_Instructions for the task_
Quote the line containing "Task: mark one dot on every instance of the slate" and all lines that follow it in the listing below, exactly as written.
*** Recorded data ***
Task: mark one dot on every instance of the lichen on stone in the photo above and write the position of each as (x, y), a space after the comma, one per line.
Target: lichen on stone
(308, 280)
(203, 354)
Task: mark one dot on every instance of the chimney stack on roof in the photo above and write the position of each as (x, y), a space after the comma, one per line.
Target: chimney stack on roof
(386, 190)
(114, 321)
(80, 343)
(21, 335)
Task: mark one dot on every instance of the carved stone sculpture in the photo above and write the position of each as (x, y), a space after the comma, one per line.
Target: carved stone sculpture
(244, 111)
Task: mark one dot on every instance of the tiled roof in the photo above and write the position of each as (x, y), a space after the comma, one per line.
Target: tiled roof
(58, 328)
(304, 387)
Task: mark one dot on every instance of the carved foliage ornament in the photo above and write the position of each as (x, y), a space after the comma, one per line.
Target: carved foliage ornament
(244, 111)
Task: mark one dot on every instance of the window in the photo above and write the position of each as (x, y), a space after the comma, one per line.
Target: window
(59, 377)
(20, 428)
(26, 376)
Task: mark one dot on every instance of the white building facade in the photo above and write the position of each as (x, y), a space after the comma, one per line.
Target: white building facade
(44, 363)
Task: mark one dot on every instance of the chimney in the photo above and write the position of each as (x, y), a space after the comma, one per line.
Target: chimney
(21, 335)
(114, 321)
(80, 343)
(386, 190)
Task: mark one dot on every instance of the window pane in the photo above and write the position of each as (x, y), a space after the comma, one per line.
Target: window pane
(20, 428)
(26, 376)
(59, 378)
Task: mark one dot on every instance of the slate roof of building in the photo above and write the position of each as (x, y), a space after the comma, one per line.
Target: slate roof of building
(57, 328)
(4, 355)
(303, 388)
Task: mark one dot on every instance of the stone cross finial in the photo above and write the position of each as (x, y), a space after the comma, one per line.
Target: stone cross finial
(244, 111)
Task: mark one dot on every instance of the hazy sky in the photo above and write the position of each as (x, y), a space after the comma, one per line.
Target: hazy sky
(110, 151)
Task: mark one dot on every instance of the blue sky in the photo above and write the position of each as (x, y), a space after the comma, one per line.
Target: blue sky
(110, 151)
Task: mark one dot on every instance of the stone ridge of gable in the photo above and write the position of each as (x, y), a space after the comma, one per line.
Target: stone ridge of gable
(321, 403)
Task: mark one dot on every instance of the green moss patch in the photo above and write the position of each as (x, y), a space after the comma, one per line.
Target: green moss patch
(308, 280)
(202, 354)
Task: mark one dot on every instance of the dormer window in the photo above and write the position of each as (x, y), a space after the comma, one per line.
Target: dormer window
*** End of Recorded data ***
_Answer for this exercise_
Task: mark one dot on every instance of the slate roof of building in the photo above and write the position of each as (x, y), a space after the comma, one per line.
Target: slate roof of building
(57, 328)
(4, 355)
(303, 388)
Task: mark one dot on every instance of the stone cross finial in the photo above and write the position of each as (x, y), a space after the comma, one per line.
Target: stone cross finial
(244, 111)
Task: mark one dot on every instance of the hazy sky in the photo above and write the position of each as (x, y), a space after the comma, one per line.
Target: hazy sky
(110, 151)
Task: mark one dot on every instance of the blue sky in the photo above and write the position of each as (x, y), a space after the comma, one per line.
Target: blue sky
(110, 151)
Task: mark one dot on every instance of the stone ridge of gable in the photo above and write the position of each as (x, y), a space after the comma, one per line.
Target: stone ridge of gable
(321, 403)
Task: mark one dot on every instance of the green moss patch in the photo above and write the position of each as (x, y), a space after the comma, one per line.
Target: green moss patch
(308, 280)
(202, 354)
Task: mark one dot on every instance of the dormer window in the photo above and write the position of each as (x, y), a space after the comma, one per line.
Target: dormer window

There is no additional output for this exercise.